- _DATASET EXTRACT_

'''

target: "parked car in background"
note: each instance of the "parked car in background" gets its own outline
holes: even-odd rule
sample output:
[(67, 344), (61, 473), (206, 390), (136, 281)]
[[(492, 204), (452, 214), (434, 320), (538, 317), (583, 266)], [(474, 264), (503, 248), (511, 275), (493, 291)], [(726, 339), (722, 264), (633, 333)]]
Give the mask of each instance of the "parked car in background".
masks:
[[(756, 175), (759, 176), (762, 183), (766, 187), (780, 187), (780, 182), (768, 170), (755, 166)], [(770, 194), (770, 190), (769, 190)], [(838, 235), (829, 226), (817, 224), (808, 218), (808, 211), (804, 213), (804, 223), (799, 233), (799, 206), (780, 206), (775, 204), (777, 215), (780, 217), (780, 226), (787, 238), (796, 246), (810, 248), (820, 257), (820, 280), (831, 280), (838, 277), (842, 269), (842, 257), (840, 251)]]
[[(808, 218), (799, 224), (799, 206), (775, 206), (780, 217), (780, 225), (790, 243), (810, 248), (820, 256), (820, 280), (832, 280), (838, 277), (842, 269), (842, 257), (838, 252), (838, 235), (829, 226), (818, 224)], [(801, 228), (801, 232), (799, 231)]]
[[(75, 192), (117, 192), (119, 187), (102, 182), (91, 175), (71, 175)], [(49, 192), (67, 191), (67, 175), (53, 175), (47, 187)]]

'''

- _EXERCISE DETAILS_
Rewrite the lines above, substituting "parked vehicle in background" for every occurrence of "parked car in background" and leaving all other text unchanged.

- _SOLUTION TO THE PROBLEM_
target: "parked vehicle in background"
note: each instance of the "parked vehicle in background" gets its own outline
holes: even-odd rule
sample output:
[(67, 344), (61, 473), (206, 390), (136, 281)]
[[(492, 204), (452, 214), (434, 320), (538, 317), (583, 266)], [(474, 264), (503, 248), (511, 275), (493, 291)], [(726, 339), (722, 264), (633, 333)]]
Give the mask of each instance of the "parked vehicle in background".
masks:
[[(756, 175), (759, 176), (762, 183), (766, 187), (780, 187), (780, 182), (768, 170), (755, 166)], [(770, 194), (770, 190), (769, 190)], [(838, 235), (829, 226), (817, 224), (808, 218), (808, 211), (804, 213), (804, 223), (799, 233), (799, 206), (780, 206), (775, 204), (777, 215), (780, 217), (780, 226), (787, 238), (796, 246), (810, 248), (820, 257), (820, 280), (831, 280), (838, 277), (842, 269), (842, 257), (840, 251)]]
[[(808, 218), (799, 224), (799, 206), (775, 206), (780, 217), (780, 225), (790, 243), (810, 248), (820, 256), (820, 280), (832, 280), (838, 277), (842, 269), (842, 257), (838, 252), (838, 235), (829, 226), (818, 224)], [(801, 228), (801, 232), (799, 231)]]
[[(75, 192), (117, 192), (119, 187), (102, 182), (91, 175), (71, 175)], [(49, 192), (67, 191), (67, 175), (53, 175), (47, 187)]]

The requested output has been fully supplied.